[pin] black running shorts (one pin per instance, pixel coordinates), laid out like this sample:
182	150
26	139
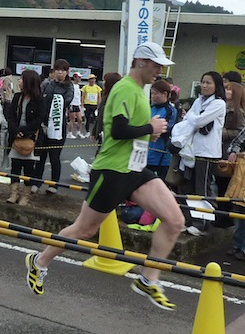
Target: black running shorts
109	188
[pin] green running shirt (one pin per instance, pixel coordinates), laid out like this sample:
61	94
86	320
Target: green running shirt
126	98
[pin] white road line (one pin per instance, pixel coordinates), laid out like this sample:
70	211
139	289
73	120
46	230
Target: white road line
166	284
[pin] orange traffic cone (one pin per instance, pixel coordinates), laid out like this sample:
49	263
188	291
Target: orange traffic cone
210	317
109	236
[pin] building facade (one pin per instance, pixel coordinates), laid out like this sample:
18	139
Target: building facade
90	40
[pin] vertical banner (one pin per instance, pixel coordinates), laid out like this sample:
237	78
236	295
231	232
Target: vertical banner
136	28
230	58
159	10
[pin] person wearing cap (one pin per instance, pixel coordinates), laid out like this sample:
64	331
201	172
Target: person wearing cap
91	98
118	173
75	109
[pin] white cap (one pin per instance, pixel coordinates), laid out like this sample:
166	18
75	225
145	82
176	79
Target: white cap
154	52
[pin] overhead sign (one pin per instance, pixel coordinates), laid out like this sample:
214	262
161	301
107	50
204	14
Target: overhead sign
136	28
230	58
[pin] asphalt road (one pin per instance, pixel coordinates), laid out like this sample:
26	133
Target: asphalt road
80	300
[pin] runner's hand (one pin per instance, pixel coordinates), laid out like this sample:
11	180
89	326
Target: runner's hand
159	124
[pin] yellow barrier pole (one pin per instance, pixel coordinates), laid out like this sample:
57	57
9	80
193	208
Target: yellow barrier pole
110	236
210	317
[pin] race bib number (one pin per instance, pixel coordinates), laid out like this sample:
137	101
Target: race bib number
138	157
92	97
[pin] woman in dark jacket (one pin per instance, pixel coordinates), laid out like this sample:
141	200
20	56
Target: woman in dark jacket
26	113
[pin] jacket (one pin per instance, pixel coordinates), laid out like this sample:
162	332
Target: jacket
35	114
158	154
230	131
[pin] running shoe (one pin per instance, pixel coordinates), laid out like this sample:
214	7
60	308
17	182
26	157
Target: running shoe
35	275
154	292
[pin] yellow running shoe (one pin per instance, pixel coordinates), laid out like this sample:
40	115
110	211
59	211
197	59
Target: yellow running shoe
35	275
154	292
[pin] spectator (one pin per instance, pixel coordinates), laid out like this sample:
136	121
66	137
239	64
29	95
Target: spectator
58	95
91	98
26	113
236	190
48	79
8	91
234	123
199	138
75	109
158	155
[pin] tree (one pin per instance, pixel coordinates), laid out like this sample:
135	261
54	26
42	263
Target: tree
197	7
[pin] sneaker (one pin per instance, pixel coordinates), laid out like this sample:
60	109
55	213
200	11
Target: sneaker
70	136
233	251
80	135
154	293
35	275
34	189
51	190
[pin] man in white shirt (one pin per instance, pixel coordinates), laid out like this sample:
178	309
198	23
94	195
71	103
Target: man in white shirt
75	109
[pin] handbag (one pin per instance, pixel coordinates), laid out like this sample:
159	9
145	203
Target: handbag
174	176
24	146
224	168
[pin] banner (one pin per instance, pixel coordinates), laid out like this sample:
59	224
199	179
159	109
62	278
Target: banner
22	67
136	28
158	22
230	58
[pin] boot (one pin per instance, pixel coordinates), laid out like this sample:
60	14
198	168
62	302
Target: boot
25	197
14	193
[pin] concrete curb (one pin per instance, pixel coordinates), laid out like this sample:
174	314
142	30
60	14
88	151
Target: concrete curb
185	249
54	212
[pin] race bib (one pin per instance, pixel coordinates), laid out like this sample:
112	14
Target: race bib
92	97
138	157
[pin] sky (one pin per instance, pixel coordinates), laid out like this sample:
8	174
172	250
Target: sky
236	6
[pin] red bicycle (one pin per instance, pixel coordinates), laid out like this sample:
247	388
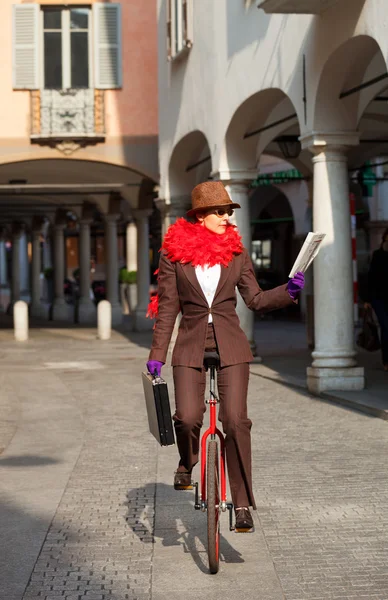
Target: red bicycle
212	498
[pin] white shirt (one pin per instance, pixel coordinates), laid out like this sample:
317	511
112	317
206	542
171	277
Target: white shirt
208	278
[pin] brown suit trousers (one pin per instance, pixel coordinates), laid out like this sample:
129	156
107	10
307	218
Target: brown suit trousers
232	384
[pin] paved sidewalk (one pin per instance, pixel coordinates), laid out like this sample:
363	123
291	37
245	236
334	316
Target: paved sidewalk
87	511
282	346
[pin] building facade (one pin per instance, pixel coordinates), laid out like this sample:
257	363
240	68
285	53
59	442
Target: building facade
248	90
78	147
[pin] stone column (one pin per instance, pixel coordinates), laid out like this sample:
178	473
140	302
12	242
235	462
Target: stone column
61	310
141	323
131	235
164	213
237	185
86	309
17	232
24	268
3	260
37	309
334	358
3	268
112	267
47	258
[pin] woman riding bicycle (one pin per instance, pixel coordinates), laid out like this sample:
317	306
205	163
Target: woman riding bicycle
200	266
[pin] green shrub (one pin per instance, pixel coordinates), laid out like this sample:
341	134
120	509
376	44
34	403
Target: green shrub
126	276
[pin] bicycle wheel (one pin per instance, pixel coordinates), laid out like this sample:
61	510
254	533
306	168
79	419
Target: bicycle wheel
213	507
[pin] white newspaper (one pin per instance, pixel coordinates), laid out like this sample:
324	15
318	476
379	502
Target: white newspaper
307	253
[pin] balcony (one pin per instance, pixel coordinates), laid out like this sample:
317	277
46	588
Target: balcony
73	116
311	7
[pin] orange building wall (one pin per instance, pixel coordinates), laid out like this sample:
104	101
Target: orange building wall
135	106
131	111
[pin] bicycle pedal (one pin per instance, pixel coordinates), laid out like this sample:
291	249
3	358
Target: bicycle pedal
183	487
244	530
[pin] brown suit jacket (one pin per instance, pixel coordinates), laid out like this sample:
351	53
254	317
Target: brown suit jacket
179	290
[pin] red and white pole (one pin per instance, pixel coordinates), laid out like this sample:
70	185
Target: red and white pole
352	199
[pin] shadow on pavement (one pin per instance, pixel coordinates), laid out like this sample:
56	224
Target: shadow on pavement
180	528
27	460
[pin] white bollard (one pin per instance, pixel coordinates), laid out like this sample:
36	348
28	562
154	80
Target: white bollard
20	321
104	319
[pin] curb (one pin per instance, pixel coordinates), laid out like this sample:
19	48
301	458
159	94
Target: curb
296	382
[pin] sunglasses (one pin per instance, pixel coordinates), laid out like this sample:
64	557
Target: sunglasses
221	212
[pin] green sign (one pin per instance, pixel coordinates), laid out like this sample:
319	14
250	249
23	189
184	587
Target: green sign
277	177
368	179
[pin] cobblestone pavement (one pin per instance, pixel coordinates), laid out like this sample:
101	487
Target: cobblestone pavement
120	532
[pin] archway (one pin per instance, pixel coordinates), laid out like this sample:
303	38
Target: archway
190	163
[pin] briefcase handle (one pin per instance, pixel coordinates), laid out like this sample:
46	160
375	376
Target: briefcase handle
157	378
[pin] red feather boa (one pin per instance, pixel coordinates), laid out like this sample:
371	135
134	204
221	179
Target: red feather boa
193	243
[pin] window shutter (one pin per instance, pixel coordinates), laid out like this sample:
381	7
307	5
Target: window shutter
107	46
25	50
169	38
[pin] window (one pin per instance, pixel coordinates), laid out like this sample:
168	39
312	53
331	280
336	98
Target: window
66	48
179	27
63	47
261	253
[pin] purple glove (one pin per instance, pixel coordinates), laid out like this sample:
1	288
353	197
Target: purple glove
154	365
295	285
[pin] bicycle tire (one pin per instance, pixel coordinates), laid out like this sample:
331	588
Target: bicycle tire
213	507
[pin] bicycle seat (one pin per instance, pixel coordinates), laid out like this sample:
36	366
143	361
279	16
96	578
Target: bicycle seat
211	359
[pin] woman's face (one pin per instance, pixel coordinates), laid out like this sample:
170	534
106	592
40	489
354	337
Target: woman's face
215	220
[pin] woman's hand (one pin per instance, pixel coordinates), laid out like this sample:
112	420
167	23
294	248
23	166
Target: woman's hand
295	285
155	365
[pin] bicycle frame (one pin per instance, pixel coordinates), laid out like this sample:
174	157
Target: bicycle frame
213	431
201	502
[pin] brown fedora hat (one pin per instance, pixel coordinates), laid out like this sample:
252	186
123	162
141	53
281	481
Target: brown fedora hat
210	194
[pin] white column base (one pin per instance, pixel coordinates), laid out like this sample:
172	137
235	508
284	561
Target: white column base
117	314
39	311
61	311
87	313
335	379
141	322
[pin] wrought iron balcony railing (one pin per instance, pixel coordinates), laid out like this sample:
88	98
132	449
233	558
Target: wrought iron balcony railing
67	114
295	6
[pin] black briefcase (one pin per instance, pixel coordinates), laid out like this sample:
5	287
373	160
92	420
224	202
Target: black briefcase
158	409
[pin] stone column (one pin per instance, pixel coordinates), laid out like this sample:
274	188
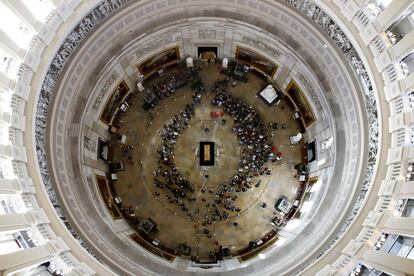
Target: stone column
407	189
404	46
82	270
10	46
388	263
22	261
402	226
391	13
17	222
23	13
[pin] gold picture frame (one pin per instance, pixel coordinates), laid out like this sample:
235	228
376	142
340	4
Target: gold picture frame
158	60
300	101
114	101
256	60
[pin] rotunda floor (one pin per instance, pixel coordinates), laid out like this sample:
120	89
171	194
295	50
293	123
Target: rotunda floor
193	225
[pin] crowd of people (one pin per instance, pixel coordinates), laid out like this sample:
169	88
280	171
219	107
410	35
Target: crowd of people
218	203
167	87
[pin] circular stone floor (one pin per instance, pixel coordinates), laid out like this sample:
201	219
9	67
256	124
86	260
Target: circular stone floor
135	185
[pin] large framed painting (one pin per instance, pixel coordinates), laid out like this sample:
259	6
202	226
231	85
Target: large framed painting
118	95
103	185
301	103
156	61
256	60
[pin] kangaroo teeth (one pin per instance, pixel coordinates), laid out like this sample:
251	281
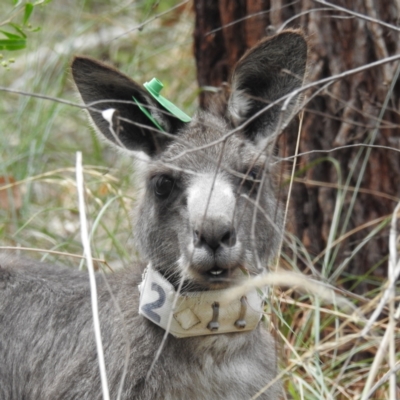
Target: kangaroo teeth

========

▶ _What the task asks_
Both the line containing "[pin] woman's hand" and the last line of the records above belong in the exact copy, along with every line between them; pictures do not.

▶ _Solution below_
[pin] woman's hand (one pin per instance, pixel coordinates), laid out like this sample:
112	420
167	23
294	248
23	166
Target: woman's hand
295	285
155	365
[pin] bicycle frame (one pin per instance, pixel coordinates), laid out like this sample:
174	157
Target: bicycle frame
213	431
201	502
[pin] brown fedora hat (one pin per instance, pixel coordinates), laid out like this sample:
252	186
123	162
141	53
281	481
Target: brown fedora hat
210	194
[pin] white column base (one pin per instance, pixel coordinates), laid out like this sample:
172	137
235	508
284	561
Target: white column base
117	314
39	311
61	311
87	313
335	379
141	322
[pin] wrought iron balcony railing (one pin per instance, pixel coordinates), laid out like this sample:
88	98
132	449
233	558
Target: wrought iron balcony railing
67	114
295	6
[pin] black briefcase (one pin per instance, pixel coordinates), laid out like this sample:
5	287
373	160
92	420
224	202
Target: black briefcase
158	409
[pin] stone column (one pin per instance, pixel coordinates), laid out like this sample:
274	188
Target: stone column
407	189
404	46
82	270
10	46
388	263
22	261
402	226
391	13
17	222
23	13
[pin] gold picture frame (one pin per instance, pixel coordinates), laid out like this sample:
235	228
376	142
340	4
Target: gold picture frame
158	60
300	101
114	101
256	60
[pin] rotunda floor (one pin per instance, pixel coordinates), laid out like this sample:
120	89
171	194
295	50
293	123
Target: rotunda floor
193	225
[pin] crowd of people (one pin per instance, pixel coordinates), laid out like this sample:
169	88
280	171
219	107
410	35
Target: crowd of people
218	203
167	87
[pin] circular stone floor (one pin per instance, pixel coordinates), laid out like this sample:
201	219
9	67
256	124
86	260
Target: circular stone floor
135	185
[pin] large framed painting (one pin per instance, pixel coordinates), laid out like this sample:
259	6
202	226
231	85
Target: large framed painting
118	95
103	185
301	103
156	61
256	60
[pin] kangaroo teeth (one pin per instance, pixel coordinates), laid out like this sample:
251	281
Target: kangaroo teeth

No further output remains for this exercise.